### The task
Give the number of lines in the material below that contain the word "format", and nothing else.

### Records for processing
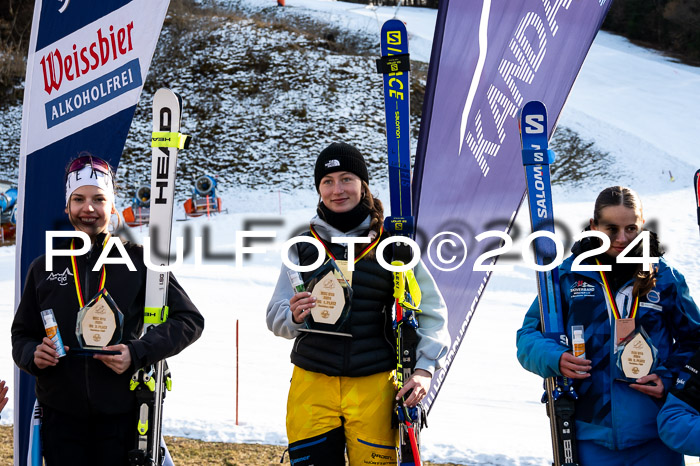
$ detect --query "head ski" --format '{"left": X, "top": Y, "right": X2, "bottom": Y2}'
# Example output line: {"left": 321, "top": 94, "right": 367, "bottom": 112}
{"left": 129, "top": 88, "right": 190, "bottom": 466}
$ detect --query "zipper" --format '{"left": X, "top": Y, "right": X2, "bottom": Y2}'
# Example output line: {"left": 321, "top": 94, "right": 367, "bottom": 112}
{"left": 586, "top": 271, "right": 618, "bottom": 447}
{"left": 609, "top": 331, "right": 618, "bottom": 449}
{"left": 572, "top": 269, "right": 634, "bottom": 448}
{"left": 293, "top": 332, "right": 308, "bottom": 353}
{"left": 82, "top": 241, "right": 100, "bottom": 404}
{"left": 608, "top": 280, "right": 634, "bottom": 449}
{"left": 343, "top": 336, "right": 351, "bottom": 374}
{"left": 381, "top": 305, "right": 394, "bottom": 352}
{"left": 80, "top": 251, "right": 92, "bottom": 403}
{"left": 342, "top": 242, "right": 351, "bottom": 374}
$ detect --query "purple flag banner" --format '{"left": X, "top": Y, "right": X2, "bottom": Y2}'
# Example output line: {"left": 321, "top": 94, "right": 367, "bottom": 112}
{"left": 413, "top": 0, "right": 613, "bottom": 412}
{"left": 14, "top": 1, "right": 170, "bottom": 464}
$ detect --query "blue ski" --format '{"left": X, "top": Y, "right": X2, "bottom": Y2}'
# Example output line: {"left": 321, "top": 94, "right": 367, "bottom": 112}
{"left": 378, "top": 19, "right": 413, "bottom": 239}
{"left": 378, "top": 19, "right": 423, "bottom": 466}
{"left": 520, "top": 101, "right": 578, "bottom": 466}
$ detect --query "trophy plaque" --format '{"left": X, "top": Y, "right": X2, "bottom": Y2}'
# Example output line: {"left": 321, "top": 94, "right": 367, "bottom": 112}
--
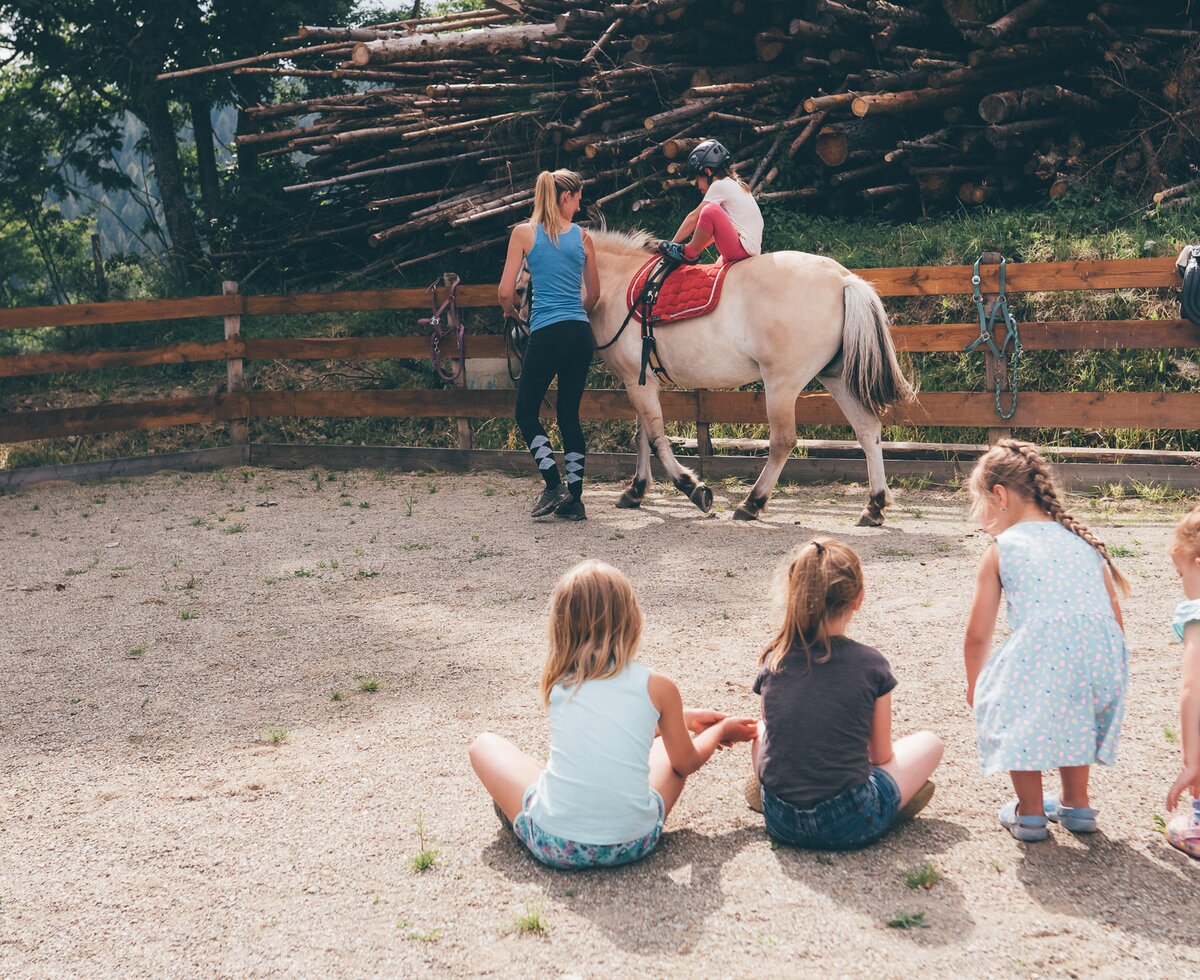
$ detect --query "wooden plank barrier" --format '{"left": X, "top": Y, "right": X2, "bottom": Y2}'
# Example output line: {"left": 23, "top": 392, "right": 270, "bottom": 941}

### Finished exercise
6